## Input for this task
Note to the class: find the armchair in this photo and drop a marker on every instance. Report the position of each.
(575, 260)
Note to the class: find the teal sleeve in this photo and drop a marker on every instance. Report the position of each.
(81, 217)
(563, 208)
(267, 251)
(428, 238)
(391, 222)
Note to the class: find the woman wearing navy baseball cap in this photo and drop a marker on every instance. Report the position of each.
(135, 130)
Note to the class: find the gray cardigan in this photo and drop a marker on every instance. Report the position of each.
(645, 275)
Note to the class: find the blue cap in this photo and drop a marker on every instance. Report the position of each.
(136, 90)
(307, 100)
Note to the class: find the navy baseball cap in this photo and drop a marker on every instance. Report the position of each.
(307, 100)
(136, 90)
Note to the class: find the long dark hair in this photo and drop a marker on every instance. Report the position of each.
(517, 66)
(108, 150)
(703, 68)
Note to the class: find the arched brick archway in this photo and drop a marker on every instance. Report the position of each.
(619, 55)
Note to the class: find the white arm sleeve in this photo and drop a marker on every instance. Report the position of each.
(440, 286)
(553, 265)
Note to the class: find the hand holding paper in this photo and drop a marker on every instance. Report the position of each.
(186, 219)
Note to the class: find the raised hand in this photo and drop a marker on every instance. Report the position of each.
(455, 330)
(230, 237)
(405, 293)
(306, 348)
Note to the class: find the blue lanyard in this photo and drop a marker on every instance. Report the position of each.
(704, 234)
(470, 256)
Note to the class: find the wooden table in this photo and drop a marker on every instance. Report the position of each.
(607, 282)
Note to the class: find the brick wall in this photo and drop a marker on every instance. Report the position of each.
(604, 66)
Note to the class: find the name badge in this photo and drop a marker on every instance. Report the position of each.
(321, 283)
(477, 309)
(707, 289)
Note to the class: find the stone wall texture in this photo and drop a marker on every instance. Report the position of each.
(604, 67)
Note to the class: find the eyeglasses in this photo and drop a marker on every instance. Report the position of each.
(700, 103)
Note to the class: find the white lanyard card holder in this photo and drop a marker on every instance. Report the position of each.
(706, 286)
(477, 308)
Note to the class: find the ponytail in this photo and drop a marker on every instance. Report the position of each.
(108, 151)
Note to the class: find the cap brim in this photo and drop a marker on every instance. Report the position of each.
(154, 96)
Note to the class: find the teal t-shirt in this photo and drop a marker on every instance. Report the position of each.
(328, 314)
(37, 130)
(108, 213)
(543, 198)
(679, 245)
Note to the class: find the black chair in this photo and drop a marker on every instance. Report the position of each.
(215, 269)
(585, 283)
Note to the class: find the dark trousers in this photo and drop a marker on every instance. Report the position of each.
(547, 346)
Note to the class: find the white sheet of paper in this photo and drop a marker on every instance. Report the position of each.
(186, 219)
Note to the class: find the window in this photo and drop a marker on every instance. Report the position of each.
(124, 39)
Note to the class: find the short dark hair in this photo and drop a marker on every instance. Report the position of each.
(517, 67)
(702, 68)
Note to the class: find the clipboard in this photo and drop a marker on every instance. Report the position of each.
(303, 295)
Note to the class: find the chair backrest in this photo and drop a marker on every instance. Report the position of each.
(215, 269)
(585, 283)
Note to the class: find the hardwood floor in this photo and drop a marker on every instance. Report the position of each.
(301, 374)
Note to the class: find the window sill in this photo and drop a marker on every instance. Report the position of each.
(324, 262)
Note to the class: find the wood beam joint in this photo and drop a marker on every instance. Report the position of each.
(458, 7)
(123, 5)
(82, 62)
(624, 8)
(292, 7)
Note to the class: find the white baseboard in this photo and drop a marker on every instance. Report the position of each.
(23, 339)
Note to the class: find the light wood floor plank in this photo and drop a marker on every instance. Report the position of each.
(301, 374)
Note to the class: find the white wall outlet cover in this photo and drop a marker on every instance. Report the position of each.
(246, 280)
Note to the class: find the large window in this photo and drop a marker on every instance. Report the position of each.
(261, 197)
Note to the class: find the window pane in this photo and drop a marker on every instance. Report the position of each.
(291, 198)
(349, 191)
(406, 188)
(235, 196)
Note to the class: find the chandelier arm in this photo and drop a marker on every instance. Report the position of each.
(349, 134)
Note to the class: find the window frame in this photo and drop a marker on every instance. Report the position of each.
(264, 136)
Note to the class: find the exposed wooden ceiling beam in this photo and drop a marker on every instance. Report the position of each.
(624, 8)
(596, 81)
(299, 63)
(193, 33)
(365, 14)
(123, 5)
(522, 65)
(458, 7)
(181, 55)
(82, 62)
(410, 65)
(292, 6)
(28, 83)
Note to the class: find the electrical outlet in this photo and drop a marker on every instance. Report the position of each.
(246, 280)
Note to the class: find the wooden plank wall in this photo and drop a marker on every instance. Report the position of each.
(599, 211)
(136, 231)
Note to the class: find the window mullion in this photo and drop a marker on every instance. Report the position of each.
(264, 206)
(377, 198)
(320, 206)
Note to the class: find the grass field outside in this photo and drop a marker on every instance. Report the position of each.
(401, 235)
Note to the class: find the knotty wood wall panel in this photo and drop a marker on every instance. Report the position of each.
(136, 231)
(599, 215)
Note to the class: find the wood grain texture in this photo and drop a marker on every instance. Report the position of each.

## Exercise goal
Output the entries verbatim.

## Finished task
Note to the class: find the armchair in this photo and drop a marker on every instance. Report the position of each.
(575, 260)
Note to the class: find the teal sleeve in this photo and drop a marker on every instance. Report the position of each.
(81, 217)
(563, 208)
(267, 251)
(428, 238)
(391, 222)
Note to the class: find the woman wearing navy baseball cap in this photo and drop a marker on every instance. Report the position of each.
(135, 130)
Note to the class: find the gray cardigan in this photo and drop a marker on every instance. Report the position of each.
(645, 275)
Note to the class: find the blue cap in this photo and drop a marker on every instance. Report the position of each.
(136, 90)
(307, 100)
Note to the class: find the navy baseball cap in this photo and drop a marker on every instance. Report the position of each.
(307, 100)
(136, 90)
Note to the class: find the long dark hair in this photo and drop a marker on every instance. Report the position of each.
(517, 66)
(108, 150)
(703, 68)
Note to the class: find the arched brick archway in this photo and drop a marker on every instance. Report the position of each.
(619, 55)
Note to the class: find the white arm sleeve in this photo and drop a marker on every instance. Report the position of each.
(440, 286)
(553, 265)
Note to the class: find the hand holding paper in this photo and drop a marker on every instance. Report the position of each.
(186, 219)
Note to the class: find the raised hand in this photo and drop a marker on every instance. Report the position of each.
(455, 330)
(230, 237)
(405, 293)
(306, 348)
Note to the class: find the blue lanyard in this photo and drop a marker on every instance. Report the position of each.
(704, 234)
(470, 256)
Note to the class: find the wooden table in this photo and drop a marker on every instance. Report the position of each.
(607, 282)
Note to the class: find the brick wall in this photo and drop a marker on every instance. Report the position of each.
(604, 66)
Note to the class: find the name badge in this photo and drop a marker on every instance. Report the position of each.
(321, 283)
(477, 309)
(707, 289)
Note to the class: find the stone wall texture in this photo and drop a marker on every instance. Report the position of each.
(604, 67)
Note to the class: find the eyeglasses in this photo and drop a marker on every instance. Report the position of each.
(700, 103)
Note to the class: find the white lanyard card holder in this photo and drop a marker on every instance. Report the position of each.
(706, 286)
(477, 308)
Note to the class: find the ponytail in this photo and drop a marker on every instance. Report the position of each.
(108, 151)
Note to the class: find the cap brim in this photo and drop a marker on every instance. Report the position of each.
(154, 96)
Note to the class: find the teal t-shirt in this photo and drop a marker on every instance. Report the position of each.
(328, 314)
(37, 130)
(108, 213)
(543, 198)
(679, 245)
Note to the class: find the black chair in this photo and drop a marker on every instance. Report the position of each.
(215, 269)
(585, 283)
Note to the class: find the dark trousers in this photo and drop a marker on every instance. Report the position of each.
(547, 346)
Note to the class: find the white sheet of paper in this photo and drop a marker on every instance. Report the position of each.
(186, 219)
Note to the class: find the window in this photo and drop a marker on every instance. Report the position of each.
(124, 39)
Note to the class: find the short dark hair in this photo and drop a marker on every instance. Report the position of each.
(517, 67)
(702, 68)
Note to the class: find the clipboard in this photo and drop a marker on every instance. Report the position of each.
(303, 295)
Note to the class: find the chair backrest in this photo and drop a marker on every instance. Report the position of each.
(215, 269)
(585, 283)
Note to the class: find the hardwood floor in this photo and drop a marker on every instance. Report the position of each.
(301, 374)
Note to the class: find the window sill in this photo and drop a marker on every instance. Report the position of each.
(324, 262)
Note to the class: find the wood beam joint in this photo and drop a marker on every instance. Report the position of each.
(458, 7)
(123, 5)
(82, 62)
(624, 8)
(292, 7)
Note to the class: find the white baseboard in this photo and drop a marker on every instance. Report the position of each.
(23, 339)
Note to the class: find the light wood floor plank in this photo and drop a marker on every instance. Report the position of each.
(301, 374)
Note to the class: find the white wall outlet cover in this photo and drop a marker on every instance. Report the position of each.
(246, 280)
Note to the class: find the large window in this photo and drop a marker on every instance. Report the position of each.
(261, 197)
Note to the class: find the window pane in this photo and drop a marker on every instance. Report the position of each.
(291, 198)
(349, 191)
(406, 188)
(235, 196)
Note to the class: find the chandelier arm in this photo and drop a marker on every instance. Report the position of each.
(349, 134)
Note to the class: find the window frame in this photo and drop a marker on every instance. Report the position of each.
(264, 136)
Note to the class: find the exposed wooden ceiling beam in this photo and drop a marker on every instance. Report the position of each.
(624, 8)
(596, 81)
(299, 63)
(193, 33)
(365, 14)
(123, 5)
(522, 65)
(458, 7)
(181, 55)
(82, 62)
(410, 65)
(292, 6)
(28, 83)
Note to the class: find the electrical outlet in this photo and drop a marker on every instance. Report the position of each.
(246, 280)
Note to the class: find the wooden plank wall in this photo and drop a marker on every instance. Report the position of each.
(599, 211)
(136, 231)
Note to the class: find the window mullion in this photo and drop a marker on every instance. Report the position of each.
(264, 206)
(377, 198)
(320, 206)
Note to the class: find the grass field outside in this photo and drop a marker on every instance. Report the position of each.
(401, 235)
Note to the class: find the knotty wood wall panel in this photo and drop a marker on every instance. Report the position of each.
(136, 231)
(599, 215)
Note to the class: find the wood grain texture in this photo and drop a marker on every instance. Report the position of each.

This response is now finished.